Task to complete :: Present the rows between the lines holding "I'd like to know if the bright" and "xmin=77 ymin=20 xmax=200 ymax=74", inclusive, as a two-column CSV with the columns text and answer. Use one CSV line per row, put each value in a single quoted field, and replace any line breaks with spaces.

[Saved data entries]

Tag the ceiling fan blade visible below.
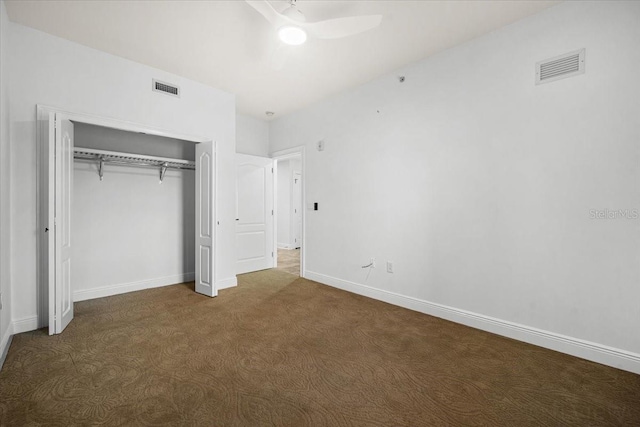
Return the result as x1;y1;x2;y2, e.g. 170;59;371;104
299;15;382;39
245;0;286;28
269;43;289;71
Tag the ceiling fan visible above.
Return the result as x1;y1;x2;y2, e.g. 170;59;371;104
245;0;382;46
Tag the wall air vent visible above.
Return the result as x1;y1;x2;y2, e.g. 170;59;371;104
152;79;180;97
536;49;585;85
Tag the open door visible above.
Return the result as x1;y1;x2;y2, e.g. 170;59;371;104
46;114;73;334
236;154;274;274
196;142;218;297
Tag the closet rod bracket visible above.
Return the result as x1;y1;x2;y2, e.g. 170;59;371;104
160;162;169;184
98;157;104;181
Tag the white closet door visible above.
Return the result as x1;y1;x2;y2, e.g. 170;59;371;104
49;115;73;334
236;154;274;274
196;142;218;297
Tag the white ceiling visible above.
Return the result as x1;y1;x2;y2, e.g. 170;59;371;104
6;0;557;120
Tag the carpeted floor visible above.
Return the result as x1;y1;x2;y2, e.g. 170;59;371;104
277;249;300;276
0;270;640;426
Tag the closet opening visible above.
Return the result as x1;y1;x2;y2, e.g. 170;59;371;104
37;105;217;334
71;122;196;302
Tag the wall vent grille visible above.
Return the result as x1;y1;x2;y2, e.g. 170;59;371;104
536;49;585;85
152;79;180;97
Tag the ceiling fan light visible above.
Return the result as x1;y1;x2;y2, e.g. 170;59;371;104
278;25;307;46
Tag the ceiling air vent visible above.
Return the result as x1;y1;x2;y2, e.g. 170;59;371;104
536;49;584;85
152;79;180;97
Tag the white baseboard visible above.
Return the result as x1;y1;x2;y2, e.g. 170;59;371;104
73;273;196;302
216;276;238;291
0;324;13;369
304;271;640;374
11;316;38;335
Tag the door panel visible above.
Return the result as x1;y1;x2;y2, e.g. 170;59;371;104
236;154;273;274
54;116;73;334
195;142;218;297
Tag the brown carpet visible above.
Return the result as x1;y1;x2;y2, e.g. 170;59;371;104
0;270;640;426
277;249;300;276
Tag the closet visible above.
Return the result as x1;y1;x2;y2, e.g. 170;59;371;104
71;122;196;302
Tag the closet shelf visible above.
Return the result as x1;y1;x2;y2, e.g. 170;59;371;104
73;147;196;183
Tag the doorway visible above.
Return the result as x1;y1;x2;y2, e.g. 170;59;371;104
37;105;217;334
274;147;304;277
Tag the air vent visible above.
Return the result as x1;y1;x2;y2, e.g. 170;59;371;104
152;79;180;97
536;49;585;85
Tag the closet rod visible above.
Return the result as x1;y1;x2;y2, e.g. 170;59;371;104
73;147;196;183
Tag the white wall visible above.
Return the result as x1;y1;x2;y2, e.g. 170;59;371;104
276;160;292;249
0;1;11;366
236;114;269;157
71;123;195;301
10;23;236;332
270;2;640;372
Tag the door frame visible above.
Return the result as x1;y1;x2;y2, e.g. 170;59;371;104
36;104;218;330
271;145;307;277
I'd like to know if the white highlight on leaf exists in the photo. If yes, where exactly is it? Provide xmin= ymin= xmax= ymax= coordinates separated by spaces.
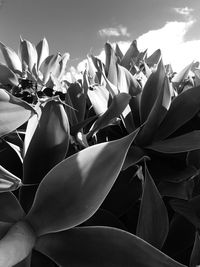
xmin=99 ymin=25 xmax=130 ymax=37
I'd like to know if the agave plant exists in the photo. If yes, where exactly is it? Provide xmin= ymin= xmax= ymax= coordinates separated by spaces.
xmin=0 ymin=38 xmax=69 ymax=102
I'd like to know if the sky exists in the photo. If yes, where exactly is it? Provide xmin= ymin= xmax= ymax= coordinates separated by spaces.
xmin=0 ymin=0 xmax=200 ymax=71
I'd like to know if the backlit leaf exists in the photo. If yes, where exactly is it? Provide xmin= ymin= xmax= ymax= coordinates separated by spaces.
xmin=36 ymin=227 xmax=186 ymax=267
xmin=155 ymin=86 xmax=200 ymax=140
xmin=0 ymin=42 xmax=22 ymax=73
xmin=88 ymin=93 xmax=131 ymax=138
xmin=26 ymin=130 xmax=139 ymax=235
xmin=0 ymin=63 xmax=19 ymax=86
xmin=20 ymin=100 xmax=69 ymax=211
xmin=0 ymin=89 xmax=35 ymax=136
xmin=36 ymin=38 xmax=49 ymax=69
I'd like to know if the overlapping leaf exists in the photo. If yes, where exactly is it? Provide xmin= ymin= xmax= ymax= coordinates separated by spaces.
xmin=136 ymin=166 xmax=169 ymax=249
xmin=0 ymin=192 xmax=24 ymax=223
xmin=0 ymin=89 xmax=35 ymax=136
xmin=89 ymin=93 xmax=131 ymax=136
xmin=155 ymin=86 xmax=200 ymax=140
xmin=0 ymin=63 xmax=19 ymax=86
xmin=147 ymin=130 xmax=200 ymax=153
xmin=26 ymin=130 xmax=138 ymax=235
xmin=36 ymin=227 xmax=186 ymax=267
xmin=0 ymin=42 xmax=22 ymax=73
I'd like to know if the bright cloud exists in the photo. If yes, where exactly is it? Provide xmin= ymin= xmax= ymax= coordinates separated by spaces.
xmin=99 ymin=25 xmax=130 ymax=37
xmin=174 ymin=6 xmax=194 ymax=16
xmin=77 ymin=20 xmax=200 ymax=74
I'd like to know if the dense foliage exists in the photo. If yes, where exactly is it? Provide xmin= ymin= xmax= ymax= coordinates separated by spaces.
xmin=0 ymin=39 xmax=200 ymax=267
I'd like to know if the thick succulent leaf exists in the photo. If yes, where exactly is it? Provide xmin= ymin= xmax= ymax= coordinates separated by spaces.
xmin=170 ymin=197 xmax=200 ymax=228
xmin=36 ymin=38 xmax=49 ymax=69
xmin=0 ymin=165 xmax=22 ymax=193
xmin=67 ymin=83 xmax=86 ymax=122
xmin=0 ymin=63 xmax=19 ymax=86
xmin=0 ymin=42 xmax=22 ymax=73
xmin=140 ymin=60 xmax=165 ymax=123
xmin=117 ymin=64 xmax=142 ymax=96
xmin=155 ymin=86 xmax=200 ymax=140
xmin=190 ymin=231 xmax=200 ymax=267
xmin=172 ymin=62 xmax=194 ymax=93
xmin=136 ymin=166 xmax=169 ymax=249
xmin=0 ymin=192 xmax=24 ymax=223
xmin=158 ymin=180 xmax=194 ymax=200
xmin=20 ymin=39 xmax=38 ymax=72
xmin=36 ymin=227 xmax=184 ymax=267
xmin=26 ymin=130 xmax=138 ymax=235
xmin=81 ymin=208 xmax=127 ymax=231
xmin=162 ymin=213 xmax=195 ymax=266
xmin=120 ymin=40 xmax=139 ymax=70
xmin=0 ymin=221 xmax=12 ymax=239
xmin=122 ymin=146 xmax=150 ymax=170
xmin=88 ymin=93 xmax=131 ymax=138
xmin=20 ymin=100 xmax=69 ymax=211
xmin=101 ymin=166 xmax=142 ymax=219
xmin=58 ymin=53 xmax=70 ymax=80
xmin=105 ymin=43 xmax=117 ymax=86
xmin=115 ymin=43 xmax=123 ymax=62
xmin=88 ymin=85 xmax=109 ymax=115
xmin=145 ymin=49 xmax=161 ymax=68
xmin=0 ymin=89 xmax=35 ymax=136
xmin=40 ymin=54 xmax=60 ymax=84
xmin=147 ymin=130 xmax=200 ymax=153
xmin=137 ymin=74 xmax=171 ymax=145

Written response ::
text,answer
"I'd like to know if the bright cloud exists in the photo. If yes, where exactly is it? Provide xmin= ymin= xmax= ymax= coordinates separated by spaces.","xmin=99 ymin=25 xmax=130 ymax=37 xmin=174 ymin=6 xmax=194 ymax=16 xmin=77 ymin=20 xmax=200 ymax=74"